┌────────
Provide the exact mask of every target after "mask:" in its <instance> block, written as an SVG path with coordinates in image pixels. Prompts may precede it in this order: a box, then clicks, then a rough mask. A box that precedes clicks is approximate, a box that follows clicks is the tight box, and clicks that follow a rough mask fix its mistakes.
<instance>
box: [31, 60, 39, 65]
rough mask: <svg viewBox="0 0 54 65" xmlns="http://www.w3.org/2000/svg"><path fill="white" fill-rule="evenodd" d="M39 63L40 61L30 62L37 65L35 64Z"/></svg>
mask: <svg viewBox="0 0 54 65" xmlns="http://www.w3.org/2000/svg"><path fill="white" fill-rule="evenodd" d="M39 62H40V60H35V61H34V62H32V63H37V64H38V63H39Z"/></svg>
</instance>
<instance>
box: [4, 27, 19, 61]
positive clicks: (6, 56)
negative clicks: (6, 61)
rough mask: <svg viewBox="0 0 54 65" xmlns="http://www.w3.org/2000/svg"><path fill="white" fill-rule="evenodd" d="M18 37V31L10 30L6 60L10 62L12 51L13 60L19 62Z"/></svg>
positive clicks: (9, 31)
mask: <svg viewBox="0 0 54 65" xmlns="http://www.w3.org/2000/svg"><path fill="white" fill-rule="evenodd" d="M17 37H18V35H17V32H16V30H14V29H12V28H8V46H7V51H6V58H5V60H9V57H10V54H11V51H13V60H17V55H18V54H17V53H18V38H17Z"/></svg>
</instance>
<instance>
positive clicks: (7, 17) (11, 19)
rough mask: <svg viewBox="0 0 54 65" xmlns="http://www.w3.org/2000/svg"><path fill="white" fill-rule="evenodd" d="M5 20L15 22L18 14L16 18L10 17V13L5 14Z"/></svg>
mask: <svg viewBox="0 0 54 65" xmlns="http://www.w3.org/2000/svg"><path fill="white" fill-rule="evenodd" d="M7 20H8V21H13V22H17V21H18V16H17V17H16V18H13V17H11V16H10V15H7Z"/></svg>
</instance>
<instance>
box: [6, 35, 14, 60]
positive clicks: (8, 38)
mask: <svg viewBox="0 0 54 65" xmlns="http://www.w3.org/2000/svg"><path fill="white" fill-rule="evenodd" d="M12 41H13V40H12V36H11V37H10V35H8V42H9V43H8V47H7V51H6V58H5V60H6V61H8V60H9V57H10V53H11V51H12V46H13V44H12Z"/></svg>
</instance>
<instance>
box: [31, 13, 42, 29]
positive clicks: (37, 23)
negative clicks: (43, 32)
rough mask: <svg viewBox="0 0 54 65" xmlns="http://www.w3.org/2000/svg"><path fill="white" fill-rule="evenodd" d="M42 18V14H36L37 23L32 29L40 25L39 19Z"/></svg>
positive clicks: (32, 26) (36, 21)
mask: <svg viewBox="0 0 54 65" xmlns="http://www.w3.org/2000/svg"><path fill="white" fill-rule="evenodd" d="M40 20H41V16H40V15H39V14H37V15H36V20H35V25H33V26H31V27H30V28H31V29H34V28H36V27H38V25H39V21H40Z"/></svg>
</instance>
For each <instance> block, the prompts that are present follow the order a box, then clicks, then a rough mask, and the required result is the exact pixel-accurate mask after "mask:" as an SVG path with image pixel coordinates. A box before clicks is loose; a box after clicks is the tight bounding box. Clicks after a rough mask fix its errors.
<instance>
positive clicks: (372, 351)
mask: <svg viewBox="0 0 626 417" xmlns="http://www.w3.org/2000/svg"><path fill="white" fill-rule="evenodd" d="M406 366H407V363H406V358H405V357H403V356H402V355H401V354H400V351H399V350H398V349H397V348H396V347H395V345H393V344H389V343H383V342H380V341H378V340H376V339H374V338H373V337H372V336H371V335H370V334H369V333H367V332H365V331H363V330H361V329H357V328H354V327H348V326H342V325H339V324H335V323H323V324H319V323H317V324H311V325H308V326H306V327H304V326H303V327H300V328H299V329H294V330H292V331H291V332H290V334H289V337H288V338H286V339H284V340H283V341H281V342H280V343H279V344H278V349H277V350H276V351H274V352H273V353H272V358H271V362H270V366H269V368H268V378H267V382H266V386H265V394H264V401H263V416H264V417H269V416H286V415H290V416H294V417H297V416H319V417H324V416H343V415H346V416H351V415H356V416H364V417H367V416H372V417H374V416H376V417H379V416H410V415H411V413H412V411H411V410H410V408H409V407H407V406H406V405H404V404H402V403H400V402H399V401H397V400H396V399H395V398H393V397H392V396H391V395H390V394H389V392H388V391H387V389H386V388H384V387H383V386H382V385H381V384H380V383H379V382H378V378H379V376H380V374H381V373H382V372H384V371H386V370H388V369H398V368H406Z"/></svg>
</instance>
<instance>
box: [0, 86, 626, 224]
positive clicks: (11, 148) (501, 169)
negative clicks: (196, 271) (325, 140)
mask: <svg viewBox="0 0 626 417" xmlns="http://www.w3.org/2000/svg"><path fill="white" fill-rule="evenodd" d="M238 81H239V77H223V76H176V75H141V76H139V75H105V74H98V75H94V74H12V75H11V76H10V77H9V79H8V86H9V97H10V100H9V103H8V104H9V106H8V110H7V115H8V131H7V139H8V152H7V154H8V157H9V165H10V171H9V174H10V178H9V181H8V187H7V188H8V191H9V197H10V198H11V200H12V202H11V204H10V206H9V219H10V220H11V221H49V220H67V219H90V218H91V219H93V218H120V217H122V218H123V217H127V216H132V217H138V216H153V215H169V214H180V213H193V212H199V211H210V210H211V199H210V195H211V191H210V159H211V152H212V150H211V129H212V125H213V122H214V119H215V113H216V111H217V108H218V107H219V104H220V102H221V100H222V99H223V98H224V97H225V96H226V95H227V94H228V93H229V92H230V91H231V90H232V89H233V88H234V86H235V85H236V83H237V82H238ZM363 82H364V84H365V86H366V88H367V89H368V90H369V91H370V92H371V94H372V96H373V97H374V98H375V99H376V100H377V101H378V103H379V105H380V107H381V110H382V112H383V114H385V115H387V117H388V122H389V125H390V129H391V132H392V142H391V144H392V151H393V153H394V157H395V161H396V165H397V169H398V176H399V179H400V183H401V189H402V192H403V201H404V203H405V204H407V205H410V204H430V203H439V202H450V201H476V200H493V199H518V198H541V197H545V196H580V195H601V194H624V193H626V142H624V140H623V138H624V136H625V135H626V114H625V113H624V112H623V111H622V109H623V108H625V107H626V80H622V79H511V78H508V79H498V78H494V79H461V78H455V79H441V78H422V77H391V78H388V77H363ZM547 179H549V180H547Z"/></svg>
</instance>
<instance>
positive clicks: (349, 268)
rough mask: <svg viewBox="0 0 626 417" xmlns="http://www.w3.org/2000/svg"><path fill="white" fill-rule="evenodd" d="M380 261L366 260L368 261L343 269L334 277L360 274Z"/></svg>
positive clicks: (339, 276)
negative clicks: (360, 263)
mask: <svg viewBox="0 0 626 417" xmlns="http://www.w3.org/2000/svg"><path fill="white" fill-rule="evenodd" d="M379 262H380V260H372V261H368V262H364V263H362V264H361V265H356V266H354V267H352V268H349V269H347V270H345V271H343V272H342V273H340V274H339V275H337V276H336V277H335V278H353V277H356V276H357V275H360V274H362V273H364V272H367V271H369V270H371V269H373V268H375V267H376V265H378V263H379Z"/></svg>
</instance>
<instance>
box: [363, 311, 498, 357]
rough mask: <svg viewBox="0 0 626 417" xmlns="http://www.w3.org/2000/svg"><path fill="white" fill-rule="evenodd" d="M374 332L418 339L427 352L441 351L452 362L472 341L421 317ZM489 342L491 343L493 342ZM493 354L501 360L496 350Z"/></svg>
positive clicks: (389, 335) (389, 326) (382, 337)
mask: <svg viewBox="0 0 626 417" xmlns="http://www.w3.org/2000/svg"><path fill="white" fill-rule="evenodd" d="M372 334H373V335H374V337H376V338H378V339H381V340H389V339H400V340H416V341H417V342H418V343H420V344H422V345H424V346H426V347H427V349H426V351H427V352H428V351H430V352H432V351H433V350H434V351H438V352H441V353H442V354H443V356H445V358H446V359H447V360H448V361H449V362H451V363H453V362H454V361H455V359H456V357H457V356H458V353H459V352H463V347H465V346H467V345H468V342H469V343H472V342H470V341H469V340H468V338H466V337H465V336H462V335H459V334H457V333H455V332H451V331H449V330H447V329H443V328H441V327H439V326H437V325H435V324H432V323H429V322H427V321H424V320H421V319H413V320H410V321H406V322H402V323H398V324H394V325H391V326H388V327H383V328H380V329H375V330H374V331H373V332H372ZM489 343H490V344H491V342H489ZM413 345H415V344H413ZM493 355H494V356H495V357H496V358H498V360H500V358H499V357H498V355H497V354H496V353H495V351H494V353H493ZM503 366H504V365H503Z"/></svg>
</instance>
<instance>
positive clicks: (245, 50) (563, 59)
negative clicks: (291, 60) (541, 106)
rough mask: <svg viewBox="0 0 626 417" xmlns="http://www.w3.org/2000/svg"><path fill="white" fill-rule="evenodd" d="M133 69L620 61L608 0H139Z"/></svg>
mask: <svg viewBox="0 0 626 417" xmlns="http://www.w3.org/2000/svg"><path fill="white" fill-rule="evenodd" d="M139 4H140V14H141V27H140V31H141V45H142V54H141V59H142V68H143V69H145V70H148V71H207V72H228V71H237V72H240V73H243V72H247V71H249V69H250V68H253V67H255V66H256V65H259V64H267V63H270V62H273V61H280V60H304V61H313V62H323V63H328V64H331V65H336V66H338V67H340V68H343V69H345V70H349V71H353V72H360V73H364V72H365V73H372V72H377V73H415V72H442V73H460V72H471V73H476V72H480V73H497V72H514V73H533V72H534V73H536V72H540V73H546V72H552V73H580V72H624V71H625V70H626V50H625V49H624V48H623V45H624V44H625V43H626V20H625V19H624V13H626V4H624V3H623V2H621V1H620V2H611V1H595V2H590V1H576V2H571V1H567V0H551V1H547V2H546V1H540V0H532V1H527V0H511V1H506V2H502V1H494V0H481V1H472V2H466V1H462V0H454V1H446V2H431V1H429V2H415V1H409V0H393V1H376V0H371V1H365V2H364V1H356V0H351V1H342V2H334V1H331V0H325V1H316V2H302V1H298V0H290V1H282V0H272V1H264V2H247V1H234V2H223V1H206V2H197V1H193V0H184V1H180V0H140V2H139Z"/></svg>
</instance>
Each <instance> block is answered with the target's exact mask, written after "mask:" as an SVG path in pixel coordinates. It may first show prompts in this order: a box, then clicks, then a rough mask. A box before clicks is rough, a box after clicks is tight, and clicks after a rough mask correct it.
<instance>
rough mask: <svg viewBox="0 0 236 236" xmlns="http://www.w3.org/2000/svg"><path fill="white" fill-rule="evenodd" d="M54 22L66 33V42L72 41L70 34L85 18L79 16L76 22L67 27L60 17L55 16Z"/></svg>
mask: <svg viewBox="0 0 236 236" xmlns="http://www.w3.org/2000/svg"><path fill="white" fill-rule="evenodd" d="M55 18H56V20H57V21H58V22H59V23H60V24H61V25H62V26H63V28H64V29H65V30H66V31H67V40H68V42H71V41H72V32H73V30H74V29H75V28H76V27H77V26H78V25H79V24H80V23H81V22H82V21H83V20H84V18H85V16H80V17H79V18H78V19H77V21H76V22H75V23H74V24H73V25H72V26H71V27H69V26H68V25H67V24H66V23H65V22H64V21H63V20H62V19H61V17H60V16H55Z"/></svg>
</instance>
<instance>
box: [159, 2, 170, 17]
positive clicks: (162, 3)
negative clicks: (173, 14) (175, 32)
└────────
WHAT YOU SHOULD DO:
Report every line in the records above containing the word "that", copying each such line in full.

EXERCISE RESULT:
Provide the exact mask of every target after "mask:" in its <instance> block, written as an SVG path with coordinates in image pixels. Prompts may precede it in this order: a box, then clicks, then a rough mask. A box that precedes clicks is approximate, a box that follows clicks is the tight box, and clicks that follow a rough mask fix its mistakes.
For each <instance> block, the prompts that are present follow the order a box, then clicks, then a rough mask, and the required result is the exact pixel-accurate mask after "mask:" as an SVG path with image pixel coordinates. A box before clicks is loose; a box after clicks is the tight bounding box. Clicks after a rough mask fix its errors.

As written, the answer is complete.